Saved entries
►

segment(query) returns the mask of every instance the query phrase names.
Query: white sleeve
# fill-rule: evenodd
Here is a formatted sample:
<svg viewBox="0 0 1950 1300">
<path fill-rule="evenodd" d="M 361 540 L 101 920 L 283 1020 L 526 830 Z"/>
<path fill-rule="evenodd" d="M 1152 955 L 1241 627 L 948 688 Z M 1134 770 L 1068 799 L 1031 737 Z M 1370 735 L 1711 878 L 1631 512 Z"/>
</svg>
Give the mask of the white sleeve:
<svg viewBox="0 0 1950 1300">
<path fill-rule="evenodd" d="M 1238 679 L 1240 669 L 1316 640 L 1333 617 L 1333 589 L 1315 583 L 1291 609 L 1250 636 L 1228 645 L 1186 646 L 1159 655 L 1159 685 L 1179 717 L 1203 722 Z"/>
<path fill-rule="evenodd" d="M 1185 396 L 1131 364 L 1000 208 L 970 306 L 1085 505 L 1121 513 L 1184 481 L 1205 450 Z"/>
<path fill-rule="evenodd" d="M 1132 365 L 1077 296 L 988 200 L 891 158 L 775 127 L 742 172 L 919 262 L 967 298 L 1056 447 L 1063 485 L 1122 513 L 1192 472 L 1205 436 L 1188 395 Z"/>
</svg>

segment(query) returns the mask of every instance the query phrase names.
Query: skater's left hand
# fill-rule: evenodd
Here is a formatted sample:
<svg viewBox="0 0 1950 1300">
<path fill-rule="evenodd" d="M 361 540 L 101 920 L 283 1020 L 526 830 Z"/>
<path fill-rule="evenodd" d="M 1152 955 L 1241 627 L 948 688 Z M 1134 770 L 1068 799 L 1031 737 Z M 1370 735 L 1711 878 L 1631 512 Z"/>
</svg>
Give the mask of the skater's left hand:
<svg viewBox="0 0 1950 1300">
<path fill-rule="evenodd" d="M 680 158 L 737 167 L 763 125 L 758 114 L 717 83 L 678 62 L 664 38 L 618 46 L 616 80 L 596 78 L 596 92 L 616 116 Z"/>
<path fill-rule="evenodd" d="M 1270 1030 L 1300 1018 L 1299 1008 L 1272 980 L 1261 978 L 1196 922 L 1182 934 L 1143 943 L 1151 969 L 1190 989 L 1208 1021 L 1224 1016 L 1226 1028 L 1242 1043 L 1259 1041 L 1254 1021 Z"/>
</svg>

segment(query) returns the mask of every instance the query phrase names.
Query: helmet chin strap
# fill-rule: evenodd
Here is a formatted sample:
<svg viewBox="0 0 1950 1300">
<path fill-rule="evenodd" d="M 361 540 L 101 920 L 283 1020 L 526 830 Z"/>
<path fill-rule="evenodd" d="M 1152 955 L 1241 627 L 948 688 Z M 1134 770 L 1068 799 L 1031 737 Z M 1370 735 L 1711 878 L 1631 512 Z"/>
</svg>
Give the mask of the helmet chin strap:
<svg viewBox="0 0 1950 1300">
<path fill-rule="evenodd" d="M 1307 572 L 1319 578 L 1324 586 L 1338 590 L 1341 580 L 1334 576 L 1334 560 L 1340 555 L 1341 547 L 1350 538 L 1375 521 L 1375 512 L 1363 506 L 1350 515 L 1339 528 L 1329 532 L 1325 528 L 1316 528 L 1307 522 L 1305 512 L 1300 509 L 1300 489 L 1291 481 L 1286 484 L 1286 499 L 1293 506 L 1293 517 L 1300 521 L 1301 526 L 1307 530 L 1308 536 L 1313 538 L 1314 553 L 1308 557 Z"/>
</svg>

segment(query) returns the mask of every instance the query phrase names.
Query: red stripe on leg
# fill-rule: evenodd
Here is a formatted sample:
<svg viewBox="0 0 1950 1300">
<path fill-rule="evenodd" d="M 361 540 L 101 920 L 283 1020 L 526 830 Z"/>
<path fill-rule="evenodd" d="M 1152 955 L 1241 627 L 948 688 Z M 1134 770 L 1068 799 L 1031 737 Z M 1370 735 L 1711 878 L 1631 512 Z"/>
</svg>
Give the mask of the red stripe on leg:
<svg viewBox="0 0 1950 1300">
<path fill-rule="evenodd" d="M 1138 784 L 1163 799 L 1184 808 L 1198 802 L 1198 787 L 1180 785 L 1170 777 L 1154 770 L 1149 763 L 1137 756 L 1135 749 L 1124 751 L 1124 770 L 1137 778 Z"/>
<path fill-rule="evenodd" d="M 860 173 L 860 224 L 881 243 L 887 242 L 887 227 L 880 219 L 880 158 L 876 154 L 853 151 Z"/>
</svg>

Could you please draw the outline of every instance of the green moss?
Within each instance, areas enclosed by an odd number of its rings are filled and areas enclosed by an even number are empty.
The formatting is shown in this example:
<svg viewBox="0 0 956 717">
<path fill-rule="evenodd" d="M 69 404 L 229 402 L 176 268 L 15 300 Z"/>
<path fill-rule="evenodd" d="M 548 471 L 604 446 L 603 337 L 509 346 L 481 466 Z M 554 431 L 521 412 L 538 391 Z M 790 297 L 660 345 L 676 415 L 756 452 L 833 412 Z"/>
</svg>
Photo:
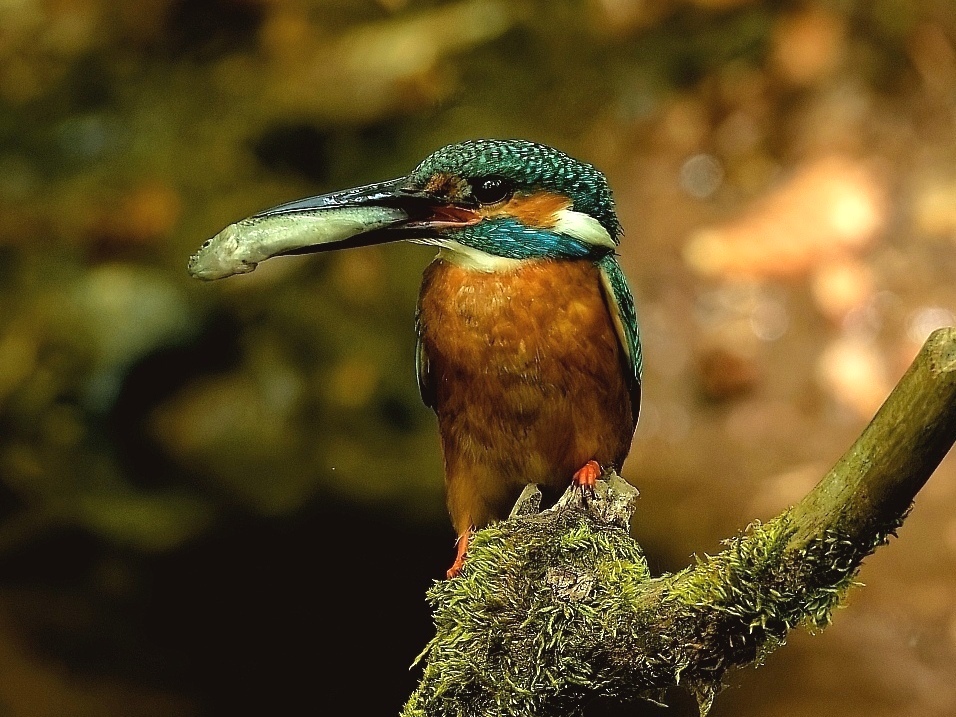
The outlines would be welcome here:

◄

Work item
Transcribe each record exactly as it appears, but omit every picture.

Written solution
segment(query) returns the mask of every instance the query phrase names.
Query: white sleeve
# fill-rule: evenodd
Here is a formatted sample:
<svg viewBox="0 0 1950 1300">
<path fill-rule="evenodd" d="M 361 540 L 101 920 L 283 1020 L 526 830 Z"/>
<path fill-rule="evenodd" d="M 1152 955 L 1241 627 L 948 688 Z M 1134 770 L 1068 799 L 1031 737 Z M 1370 735 L 1711 878 L 1631 512 Z"/>
</svg>
Give the mask of the white sleeve:
<svg viewBox="0 0 1950 1300">
<path fill-rule="evenodd" d="M 1238 679 L 1240 669 L 1316 640 L 1333 617 L 1333 589 L 1315 583 L 1291 609 L 1250 636 L 1228 645 L 1186 646 L 1159 655 L 1159 685 L 1179 717 L 1203 722 Z"/>
<path fill-rule="evenodd" d="M 1185 396 L 1131 364 L 1000 208 L 970 306 L 1085 505 L 1121 513 L 1184 481 L 1205 450 Z"/>
<path fill-rule="evenodd" d="M 1132 365 L 1077 296 L 988 200 L 891 158 L 775 127 L 742 172 L 919 262 L 967 298 L 1056 447 L 1063 485 L 1122 513 L 1192 472 L 1205 436 L 1188 395 Z"/>
</svg>

segment(query) returns the mask of every instance the query phrase names.
Query: skater's left hand
# fill-rule: evenodd
Here is a formatted sample:
<svg viewBox="0 0 1950 1300">
<path fill-rule="evenodd" d="M 361 540 L 101 920 L 283 1020 L 526 830 Z"/>
<path fill-rule="evenodd" d="M 1152 955 L 1241 627 L 948 688 Z M 1134 770 L 1068 799 L 1031 737 Z M 1370 735 L 1711 878 L 1631 512 Z"/>
</svg>
Give the mask of the skater's left hand:
<svg viewBox="0 0 1950 1300">
<path fill-rule="evenodd" d="M 680 158 L 737 167 L 763 125 L 758 114 L 717 83 L 678 62 L 664 38 L 618 46 L 616 80 L 596 78 L 596 92 L 616 116 Z"/>
<path fill-rule="evenodd" d="M 1270 1030 L 1300 1018 L 1299 1008 L 1272 980 L 1261 978 L 1196 922 L 1182 934 L 1143 943 L 1151 969 L 1190 989 L 1208 1021 L 1224 1016 L 1226 1028 L 1242 1043 L 1259 1041 L 1254 1021 Z"/>
</svg>

segment(query) returns the mask of every instance the query phrase names.
Query: helmet chin strap
# fill-rule: evenodd
Here is a formatted sample:
<svg viewBox="0 0 1950 1300">
<path fill-rule="evenodd" d="M 361 540 L 101 920 L 283 1020 L 526 830 Z"/>
<path fill-rule="evenodd" d="M 1152 955 L 1241 627 L 948 688 Z M 1134 770 L 1068 799 L 1031 737 Z M 1370 735 L 1711 878 L 1631 512 Z"/>
</svg>
Give the mask of the helmet chin strap:
<svg viewBox="0 0 1950 1300">
<path fill-rule="evenodd" d="M 1307 572 L 1319 578 L 1324 586 L 1338 590 L 1341 580 L 1334 576 L 1334 560 L 1340 555 L 1341 547 L 1350 538 L 1375 521 L 1375 512 L 1363 506 L 1350 515 L 1339 528 L 1329 532 L 1325 528 L 1316 528 L 1307 522 L 1305 512 L 1300 509 L 1300 489 L 1291 481 L 1286 484 L 1286 499 L 1293 506 L 1293 517 L 1300 521 L 1301 526 L 1307 530 L 1308 536 L 1313 538 L 1314 553 L 1308 557 Z"/>
</svg>

segment(query) returns the mask of every instance the query phrase names.
Query: red stripe on leg
# fill-rule: evenodd
Here is a formatted sample:
<svg viewBox="0 0 1950 1300">
<path fill-rule="evenodd" d="M 361 540 L 101 920 L 283 1020 L 526 830 Z"/>
<path fill-rule="evenodd" d="M 1152 955 L 1241 627 L 948 688 Z M 1134 770 L 1068 799 L 1031 737 Z M 1370 735 L 1711 878 L 1631 512 Z"/>
</svg>
Give the mask of the red stripe on leg:
<svg viewBox="0 0 1950 1300">
<path fill-rule="evenodd" d="M 1138 784 L 1163 799 L 1184 808 L 1198 802 L 1198 787 L 1180 785 L 1170 777 L 1154 770 L 1149 763 L 1137 756 L 1135 749 L 1124 751 L 1124 770 L 1137 778 Z"/>
<path fill-rule="evenodd" d="M 860 173 L 860 224 L 881 243 L 887 242 L 887 227 L 880 219 L 880 158 L 876 154 L 853 151 Z"/>
</svg>

Could you please draw the outline of every instance of the green moss?
Within each instance, areas enclosed by an odd number of its rings are filled and areas enclosed by an even number are empty.
The formatting is shown in this example:
<svg viewBox="0 0 956 717">
<path fill-rule="evenodd" d="M 69 404 L 229 402 L 176 268 L 15 300 Z"/>
<path fill-rule="evenodd" d="M 548 471 L 604 446 L 603 337 L 509 346 L 481 466 Z M 554 431 L 521 412 L 538 391 Z M 790 297 L 660 345 L 676 415 L 756 452 L 833 412 Z"/>
</svg>
Photo:
The outlines would be welcome here:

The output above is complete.